(VORLIEGENDER TEXT)
============
Urteil des OLG Köln vom 16.09.2010

OLG Köln (geschäftsführung ohne auftrag, vorweggenommene beweiswürdigung, höhe, antragsteller, behandlung, schmerzensgeld, beschwerde, aktivlegitimation, tod, gutachten)

Oberlandesgericht Köln, 5 W 30/10
Datum:
16.09.2010
Gericht:
Oberlandesgericht Köln
Spruchkörper:
5. Zivilsenat
Entscheidungsart:
Beschluss
Aktenzeichen:
5 W 30/10
Vorinstanz:
Landgericht Aachen, 11 O 98/10
Tenor:
Auf die Beschwerde der Antragsteller wird der Beschluss des
Landgerichts Aachen vom 15.7.2010 - 11 O 98/10 - teilweise
abgeändert.
Den Antragstellern wird für nachfolgende Anträge unter Beiordnung von
Rechtsanwalt N. S., Kanzlei O. und O. aus L., ratenfreie
Prozesskostenhilfe bewilligt:
Die Beklagten werden gesamtschuldnerisch verurteilt, an den Kläger zu
1) ein angemessenes, vererbtes Schmerzensgeld aus der Behandlung
seines Vaters zwischen dem 20. und 22.5.2006 zu zahlen, dessen Höhe
in das pflichtgemäße Ermessen des Gerichts gestellt wird, mindestens
jedoch 5.000.- € nebst Zinsen in Höhe von 5 Prozentpunkten über dem
Basiszinssatz seit dem 16.8.2006.
Die Beklagten werden gesamtschuldnerisch verurteilt, an die Klägerin
zu 2) ein eigenes Schmerzensgeld aus der Behandlung ihres Lebens-
gefährten zwischen dem 20. und 22.5.2006 zu zahlen, dessen Höhe in
das pflichtgemäße Ermessen des Gerichts gestellt wird, mindestens
jedoch 5.000.- € nebst Zinsen in Höhe von 5 Prozentpunkten über dem
Basiszinssatz seit dem 8.5.2009.
Die Beklagten werden gesamtschuldnerisch verurteilt, an die Klägerin
zu 2) 574,69 € nebst Zinsen in Höhe von 5 Prozentpunkten über dem
Basiszinssatz aus 512,26 € seit dem 22.7.2008 und aus 62,43 € seit
Rechtshängigkeit zu zahlen.
============
(Datensatzauszüge)
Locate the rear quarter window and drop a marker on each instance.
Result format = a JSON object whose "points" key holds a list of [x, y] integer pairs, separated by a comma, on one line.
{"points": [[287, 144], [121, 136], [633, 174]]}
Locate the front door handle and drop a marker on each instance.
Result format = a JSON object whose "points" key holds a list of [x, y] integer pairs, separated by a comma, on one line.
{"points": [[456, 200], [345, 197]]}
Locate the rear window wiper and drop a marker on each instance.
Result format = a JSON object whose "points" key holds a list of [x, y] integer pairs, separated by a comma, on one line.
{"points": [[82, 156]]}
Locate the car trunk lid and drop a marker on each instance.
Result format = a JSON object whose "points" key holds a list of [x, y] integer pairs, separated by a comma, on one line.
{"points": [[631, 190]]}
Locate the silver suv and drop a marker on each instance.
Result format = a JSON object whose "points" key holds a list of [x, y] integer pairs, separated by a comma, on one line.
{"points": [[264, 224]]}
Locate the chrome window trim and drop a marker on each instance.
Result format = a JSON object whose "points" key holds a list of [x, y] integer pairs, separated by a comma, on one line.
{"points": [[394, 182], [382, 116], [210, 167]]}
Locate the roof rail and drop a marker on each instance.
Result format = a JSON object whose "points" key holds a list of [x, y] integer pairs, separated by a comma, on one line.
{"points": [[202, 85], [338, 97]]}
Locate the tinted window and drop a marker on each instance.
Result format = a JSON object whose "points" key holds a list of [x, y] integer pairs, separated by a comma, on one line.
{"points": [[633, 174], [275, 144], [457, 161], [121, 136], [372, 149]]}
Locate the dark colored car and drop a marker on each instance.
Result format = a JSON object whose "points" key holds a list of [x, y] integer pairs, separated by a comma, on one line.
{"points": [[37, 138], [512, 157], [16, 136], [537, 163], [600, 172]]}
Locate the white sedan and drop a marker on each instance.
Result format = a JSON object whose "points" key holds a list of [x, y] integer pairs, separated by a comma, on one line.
============
(ZU BEARBEITENDE AUFGABEN)
- A) Beantworte anhand des OLG-Beschlusses:
(i) Welches Gericht war Vorinstanz, und unter welchem Aktenzeichen?
(ii) Welcher Spruchkörper hat entschieden?
(iii) Wie hoch ist das Schmerzensgeld für die Klägerin zu 2) mindestens, und seit welchem Datum laufen die Zinsen darauf?
- B) Gib aus dem OLG-Beschluss wortgetreu alles wieder, von "Den Antragstellern wird" bis hinunter zu "seit dem 16.8.2006.".

(LÖSUNGEN)
- A)
(i) Landgericht Aachen, 11 O 98/10
(ii) Der 5. Zivilsenat
(iii) Mindestens 5.000 €, Zinsen seit dem 8.5.2009

- B)
Den Antragstellern wird für nachfolgende Anträge unter Beiordnung von
Rechtsanwalt N. S., Kanzlei O. und O. aus L., ratenfreie
Prozesskostenhilfe bewilligt:
Die Beklagten werden gesamtschuldnerisch verurteilt, an den Kläger zu
1) ein angemessenes, vererbtes Schmerzensgeld aus der Behandlung
seines Vaters zwischen dem 20. und 22.5.2006 zu zahlen, dessen Höhe
in das pflichtgemäße Ermessen des Gerichts gestellt wird, mindestens
jedoch 5.000.- € nebst Zinsen in Höhe von 5 Prozentpunkten über dem
Basiszinssatz seit dem 16.8.2006.